• **Selected passage**:
# Current-induced gap opening in interacting topological insulator   surfaces

**Authors:** Ajit C. Balram, Karsten Flensberg, Jens Paaske, and Mark S. Rudner

arXiv: 1901.08067 · 2019-12-13

## TL;DR

This paper demonstrates that in interacting topological insulator surfaces, an applied current can induce a gap in the edge or surface states by breaking time-reversal symmetry, leading to nonlinear conductance effects.

## Contribution

It reveals a novel mechanism where electron interactions and spin polarization cause current-induced gap opening in topological insulator edges and surfaces.

## Key findings

- Current induces a gap in helical edge states.
- Gap opening causes nonlinear I-V characteristics.
- Mechanism applicable to 3D topological insulator surfaces.

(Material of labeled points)

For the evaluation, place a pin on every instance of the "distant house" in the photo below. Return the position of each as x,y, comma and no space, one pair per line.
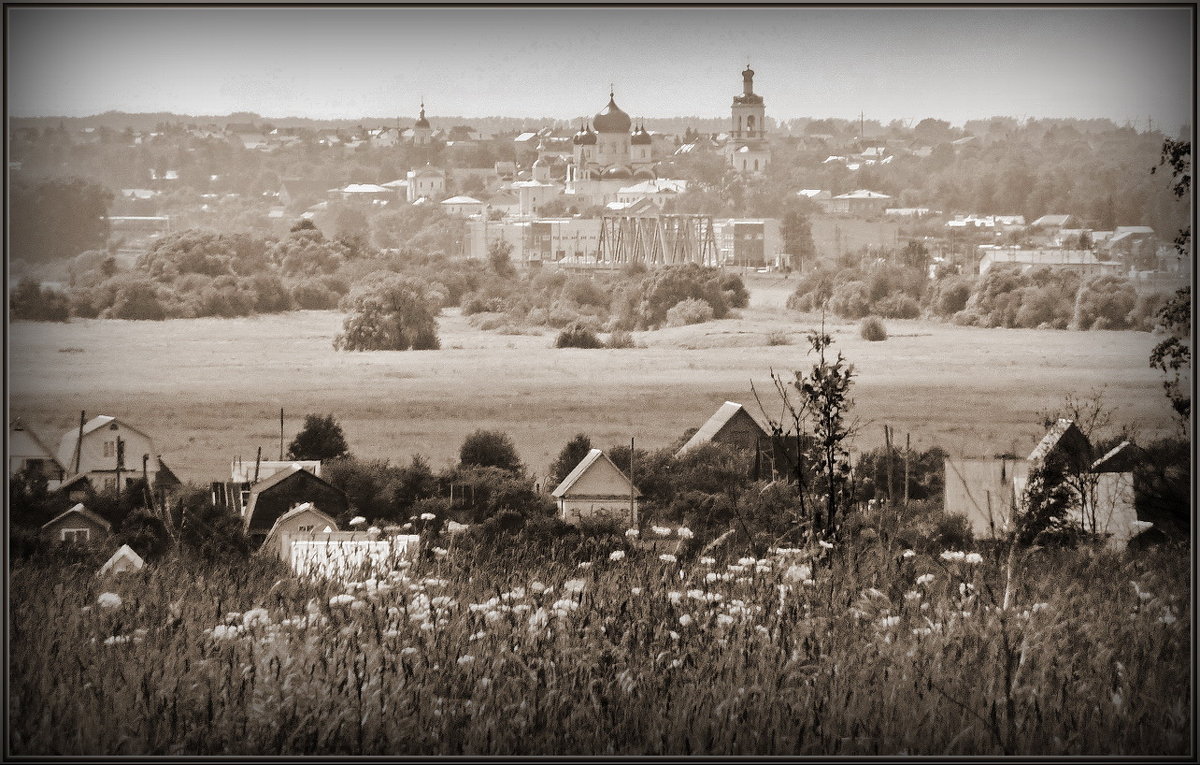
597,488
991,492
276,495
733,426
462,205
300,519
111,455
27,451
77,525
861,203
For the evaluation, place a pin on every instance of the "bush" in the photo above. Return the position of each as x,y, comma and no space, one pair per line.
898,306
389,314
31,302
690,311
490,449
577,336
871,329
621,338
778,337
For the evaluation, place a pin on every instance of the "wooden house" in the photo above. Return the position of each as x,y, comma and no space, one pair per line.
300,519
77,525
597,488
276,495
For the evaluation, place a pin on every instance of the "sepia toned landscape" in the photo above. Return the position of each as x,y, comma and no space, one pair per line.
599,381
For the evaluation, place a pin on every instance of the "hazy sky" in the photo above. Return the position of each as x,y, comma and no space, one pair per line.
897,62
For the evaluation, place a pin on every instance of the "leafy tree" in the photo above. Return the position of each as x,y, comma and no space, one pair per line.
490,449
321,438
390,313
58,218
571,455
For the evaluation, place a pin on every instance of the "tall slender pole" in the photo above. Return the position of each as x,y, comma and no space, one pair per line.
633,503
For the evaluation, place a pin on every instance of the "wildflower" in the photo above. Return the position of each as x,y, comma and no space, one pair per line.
--
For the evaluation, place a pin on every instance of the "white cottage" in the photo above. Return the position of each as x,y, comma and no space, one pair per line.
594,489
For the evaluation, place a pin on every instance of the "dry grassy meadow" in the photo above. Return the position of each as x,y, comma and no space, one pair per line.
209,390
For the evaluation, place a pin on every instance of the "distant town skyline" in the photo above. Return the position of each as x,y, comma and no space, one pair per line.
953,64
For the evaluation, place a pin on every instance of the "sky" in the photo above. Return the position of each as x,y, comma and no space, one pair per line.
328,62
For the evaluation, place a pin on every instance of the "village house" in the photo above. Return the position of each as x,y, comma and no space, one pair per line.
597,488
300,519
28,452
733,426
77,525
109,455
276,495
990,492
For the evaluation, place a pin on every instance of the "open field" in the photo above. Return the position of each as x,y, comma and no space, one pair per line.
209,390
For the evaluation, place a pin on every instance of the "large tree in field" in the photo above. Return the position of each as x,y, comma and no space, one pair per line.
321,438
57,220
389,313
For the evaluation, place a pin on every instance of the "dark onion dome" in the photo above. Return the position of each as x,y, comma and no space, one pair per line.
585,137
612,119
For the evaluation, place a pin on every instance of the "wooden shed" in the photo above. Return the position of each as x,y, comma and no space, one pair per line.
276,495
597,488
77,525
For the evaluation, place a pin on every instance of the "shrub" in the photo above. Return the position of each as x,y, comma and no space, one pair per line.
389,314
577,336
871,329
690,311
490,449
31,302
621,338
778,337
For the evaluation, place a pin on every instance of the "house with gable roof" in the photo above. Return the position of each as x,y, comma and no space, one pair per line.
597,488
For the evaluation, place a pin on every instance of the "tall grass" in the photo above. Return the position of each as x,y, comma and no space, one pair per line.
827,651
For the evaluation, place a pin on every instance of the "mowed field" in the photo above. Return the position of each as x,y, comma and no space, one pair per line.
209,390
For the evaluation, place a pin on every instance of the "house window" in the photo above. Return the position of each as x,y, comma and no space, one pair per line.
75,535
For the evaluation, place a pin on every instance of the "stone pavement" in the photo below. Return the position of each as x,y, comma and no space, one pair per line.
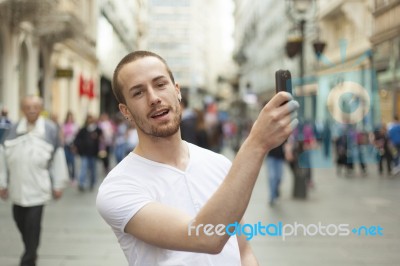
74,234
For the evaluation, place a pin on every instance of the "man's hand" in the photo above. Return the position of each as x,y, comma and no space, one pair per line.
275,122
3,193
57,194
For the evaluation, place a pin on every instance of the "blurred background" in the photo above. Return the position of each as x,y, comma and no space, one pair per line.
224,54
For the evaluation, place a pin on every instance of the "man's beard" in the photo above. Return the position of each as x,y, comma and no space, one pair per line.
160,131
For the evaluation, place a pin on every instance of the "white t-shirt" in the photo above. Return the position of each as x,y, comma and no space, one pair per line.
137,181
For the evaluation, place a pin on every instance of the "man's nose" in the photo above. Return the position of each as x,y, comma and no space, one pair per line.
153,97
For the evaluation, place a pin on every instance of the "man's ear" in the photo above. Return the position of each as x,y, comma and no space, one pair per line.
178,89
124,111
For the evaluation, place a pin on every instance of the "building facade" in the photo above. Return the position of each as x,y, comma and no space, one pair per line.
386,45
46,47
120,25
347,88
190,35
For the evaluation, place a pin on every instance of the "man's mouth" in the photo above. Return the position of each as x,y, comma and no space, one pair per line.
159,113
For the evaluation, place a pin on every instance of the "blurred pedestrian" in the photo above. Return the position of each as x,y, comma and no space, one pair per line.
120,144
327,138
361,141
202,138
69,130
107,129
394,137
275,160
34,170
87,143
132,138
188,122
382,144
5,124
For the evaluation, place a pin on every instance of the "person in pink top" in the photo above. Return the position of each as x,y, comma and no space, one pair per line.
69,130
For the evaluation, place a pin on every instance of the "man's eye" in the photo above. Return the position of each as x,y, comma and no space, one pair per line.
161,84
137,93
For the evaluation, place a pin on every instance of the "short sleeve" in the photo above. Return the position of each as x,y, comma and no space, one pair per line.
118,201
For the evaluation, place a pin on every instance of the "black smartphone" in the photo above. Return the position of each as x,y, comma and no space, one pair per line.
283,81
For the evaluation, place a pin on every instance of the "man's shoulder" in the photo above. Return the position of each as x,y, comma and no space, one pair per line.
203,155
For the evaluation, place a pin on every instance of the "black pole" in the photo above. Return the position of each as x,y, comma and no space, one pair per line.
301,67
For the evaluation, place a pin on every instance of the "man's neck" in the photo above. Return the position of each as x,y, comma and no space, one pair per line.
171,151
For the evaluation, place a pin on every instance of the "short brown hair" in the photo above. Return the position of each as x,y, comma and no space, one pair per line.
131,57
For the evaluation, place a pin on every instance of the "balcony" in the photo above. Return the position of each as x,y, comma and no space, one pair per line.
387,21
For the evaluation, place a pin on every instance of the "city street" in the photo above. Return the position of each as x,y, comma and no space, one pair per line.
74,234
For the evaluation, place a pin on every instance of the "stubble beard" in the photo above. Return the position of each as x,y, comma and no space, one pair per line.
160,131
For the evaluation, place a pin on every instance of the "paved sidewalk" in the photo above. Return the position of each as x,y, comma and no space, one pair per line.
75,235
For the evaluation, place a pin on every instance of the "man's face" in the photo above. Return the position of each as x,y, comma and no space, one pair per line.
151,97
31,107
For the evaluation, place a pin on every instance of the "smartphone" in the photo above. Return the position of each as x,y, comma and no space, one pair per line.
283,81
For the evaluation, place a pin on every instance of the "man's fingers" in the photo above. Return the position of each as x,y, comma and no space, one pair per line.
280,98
* * *
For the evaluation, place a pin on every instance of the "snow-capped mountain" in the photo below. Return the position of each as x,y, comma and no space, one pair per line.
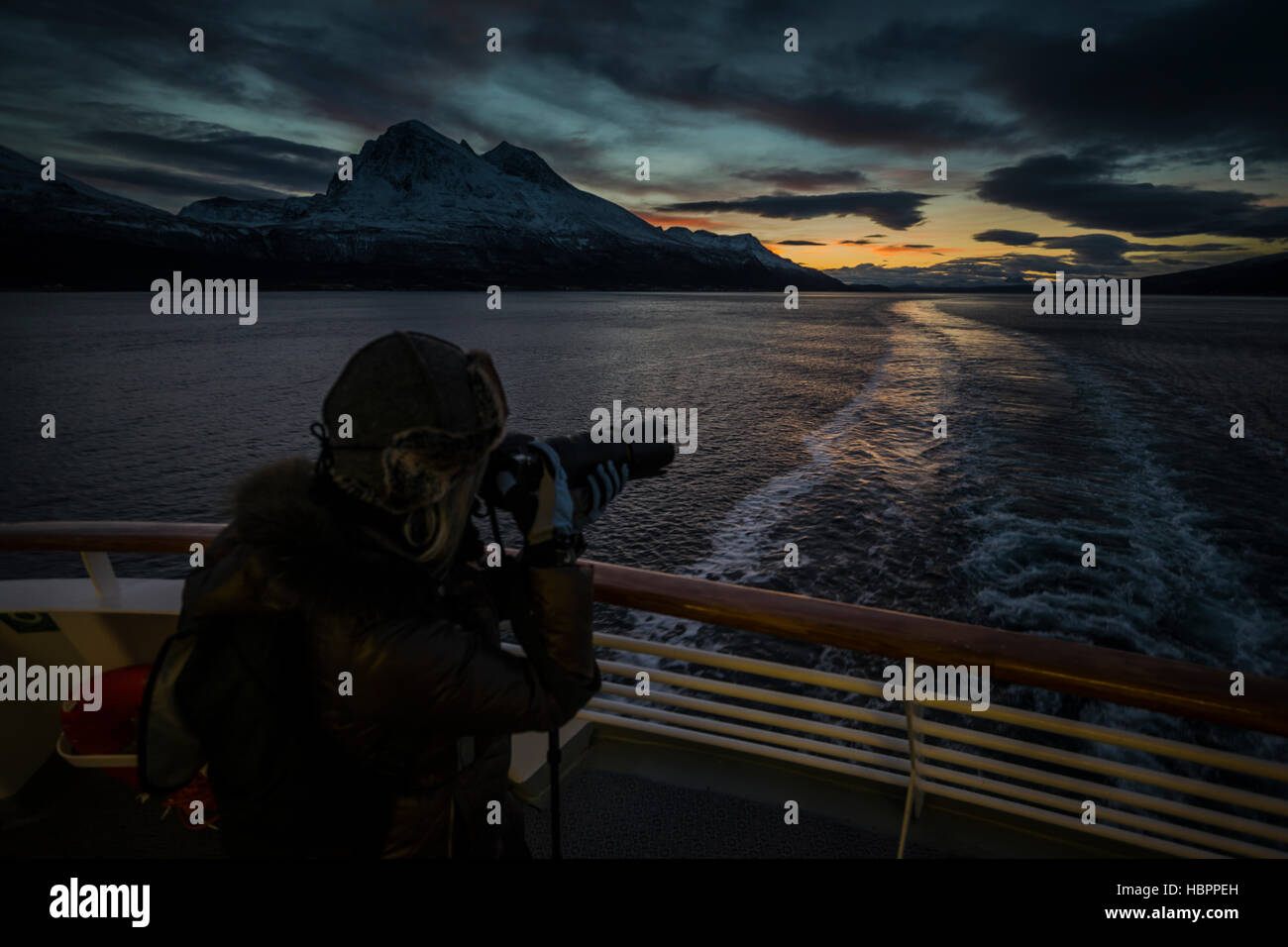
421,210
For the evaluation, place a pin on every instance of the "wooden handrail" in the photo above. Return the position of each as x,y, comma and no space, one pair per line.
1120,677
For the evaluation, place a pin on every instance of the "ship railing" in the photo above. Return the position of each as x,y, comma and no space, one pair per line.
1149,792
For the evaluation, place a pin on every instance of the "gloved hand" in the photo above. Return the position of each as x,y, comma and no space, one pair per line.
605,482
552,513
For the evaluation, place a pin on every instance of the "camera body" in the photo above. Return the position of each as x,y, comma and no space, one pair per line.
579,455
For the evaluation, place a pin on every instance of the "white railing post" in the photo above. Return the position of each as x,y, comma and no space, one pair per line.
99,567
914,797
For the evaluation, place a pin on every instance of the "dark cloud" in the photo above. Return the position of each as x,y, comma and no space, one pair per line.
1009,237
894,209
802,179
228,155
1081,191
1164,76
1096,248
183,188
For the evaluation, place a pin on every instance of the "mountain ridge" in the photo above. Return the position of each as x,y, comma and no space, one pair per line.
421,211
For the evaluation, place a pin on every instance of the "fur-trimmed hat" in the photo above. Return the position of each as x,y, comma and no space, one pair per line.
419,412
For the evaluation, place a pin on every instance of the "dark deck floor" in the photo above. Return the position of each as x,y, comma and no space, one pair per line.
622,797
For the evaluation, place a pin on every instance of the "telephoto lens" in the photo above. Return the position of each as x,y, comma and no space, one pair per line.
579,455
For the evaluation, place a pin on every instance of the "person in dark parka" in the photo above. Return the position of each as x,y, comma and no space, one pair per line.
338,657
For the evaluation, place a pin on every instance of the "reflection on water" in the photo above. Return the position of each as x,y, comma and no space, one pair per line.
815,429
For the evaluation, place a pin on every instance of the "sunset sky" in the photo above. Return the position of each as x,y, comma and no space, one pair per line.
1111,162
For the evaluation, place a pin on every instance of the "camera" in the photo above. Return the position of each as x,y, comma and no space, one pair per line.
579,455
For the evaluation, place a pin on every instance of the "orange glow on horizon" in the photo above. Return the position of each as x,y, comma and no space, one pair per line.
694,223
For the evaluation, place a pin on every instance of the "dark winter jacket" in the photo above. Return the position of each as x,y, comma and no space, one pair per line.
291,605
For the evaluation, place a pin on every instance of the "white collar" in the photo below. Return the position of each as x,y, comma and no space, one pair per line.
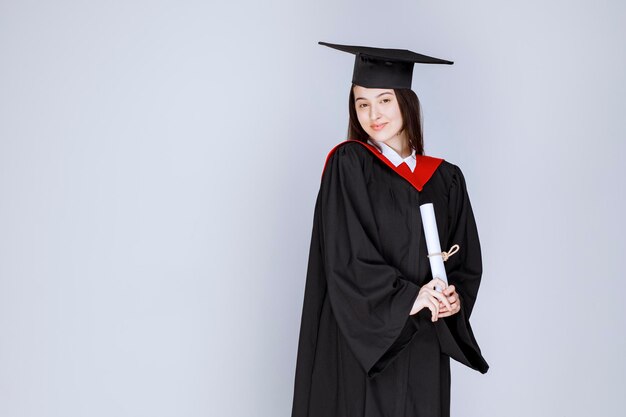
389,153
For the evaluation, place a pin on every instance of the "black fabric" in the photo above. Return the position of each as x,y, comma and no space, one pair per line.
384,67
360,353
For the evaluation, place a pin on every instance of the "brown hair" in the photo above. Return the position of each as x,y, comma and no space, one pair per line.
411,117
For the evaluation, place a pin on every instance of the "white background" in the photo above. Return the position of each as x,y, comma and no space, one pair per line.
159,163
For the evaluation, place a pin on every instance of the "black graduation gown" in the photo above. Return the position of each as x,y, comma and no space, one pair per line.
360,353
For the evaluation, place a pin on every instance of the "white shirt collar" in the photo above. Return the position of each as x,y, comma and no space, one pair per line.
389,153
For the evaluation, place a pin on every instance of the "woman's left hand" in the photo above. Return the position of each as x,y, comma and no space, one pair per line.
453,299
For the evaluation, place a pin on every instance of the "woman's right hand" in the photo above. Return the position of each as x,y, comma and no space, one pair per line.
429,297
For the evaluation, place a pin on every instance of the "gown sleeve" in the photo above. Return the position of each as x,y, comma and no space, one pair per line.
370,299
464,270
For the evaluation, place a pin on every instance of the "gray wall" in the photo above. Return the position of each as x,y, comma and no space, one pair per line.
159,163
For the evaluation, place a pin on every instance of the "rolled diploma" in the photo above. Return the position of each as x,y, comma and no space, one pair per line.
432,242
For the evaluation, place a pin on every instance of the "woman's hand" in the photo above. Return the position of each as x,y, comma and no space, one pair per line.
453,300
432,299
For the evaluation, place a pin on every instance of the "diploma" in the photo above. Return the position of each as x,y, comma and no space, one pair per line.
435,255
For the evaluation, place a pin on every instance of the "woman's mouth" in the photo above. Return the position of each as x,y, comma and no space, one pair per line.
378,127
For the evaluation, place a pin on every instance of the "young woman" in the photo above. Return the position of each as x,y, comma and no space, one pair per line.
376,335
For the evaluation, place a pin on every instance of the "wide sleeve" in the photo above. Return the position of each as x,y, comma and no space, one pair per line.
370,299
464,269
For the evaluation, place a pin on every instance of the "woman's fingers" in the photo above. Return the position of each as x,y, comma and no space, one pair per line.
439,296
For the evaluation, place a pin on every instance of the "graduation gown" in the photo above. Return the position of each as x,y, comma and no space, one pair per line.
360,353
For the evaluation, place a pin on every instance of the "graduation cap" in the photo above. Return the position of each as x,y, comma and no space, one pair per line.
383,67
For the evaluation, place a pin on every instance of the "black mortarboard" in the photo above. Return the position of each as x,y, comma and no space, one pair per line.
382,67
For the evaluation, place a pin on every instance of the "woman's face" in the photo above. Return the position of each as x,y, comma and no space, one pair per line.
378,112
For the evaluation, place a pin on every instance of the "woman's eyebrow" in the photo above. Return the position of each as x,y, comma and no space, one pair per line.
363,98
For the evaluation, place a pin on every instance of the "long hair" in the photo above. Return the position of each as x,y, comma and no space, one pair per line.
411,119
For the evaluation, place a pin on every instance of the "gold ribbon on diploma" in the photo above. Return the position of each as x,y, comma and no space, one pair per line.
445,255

• **Work to be completed**: Continue the summary of the paper on current-induced gap opening in topological insulator surfaces, starting after its last line. The material has no connection to the summary of current-induced gap opening in topological insulator surfaces.

• **Result of the exercise**:
## Abstract

Two-dimensional topological insulators (TIs) host gapless helical edge states that are predicted to support a quantized two-terminal conductance. Quantization is protected by time-reversal symmetry, which forbids elastic backscattering. Paradoxically, the current-carrying state itself breaks the time-reversal symmetry that protects it. Here we show that the combination of electron-electron interactions and momentum-dependent spin polarization in helical edge states gives rise to feedback through which an applied current opens a gap in the edge state dispersion, thereby breaking the protection against elastic backscattering. Current-induced gap opening is manifested via a nonlinear contribution to the system's $I-V$ characteristic, which persists down to zero temperature. We discuss prospects for realizations in recently discovered large bulk band gap TIs, and an analogous current-induced gap opening mechanism for the surface states of three-dimensional TIs.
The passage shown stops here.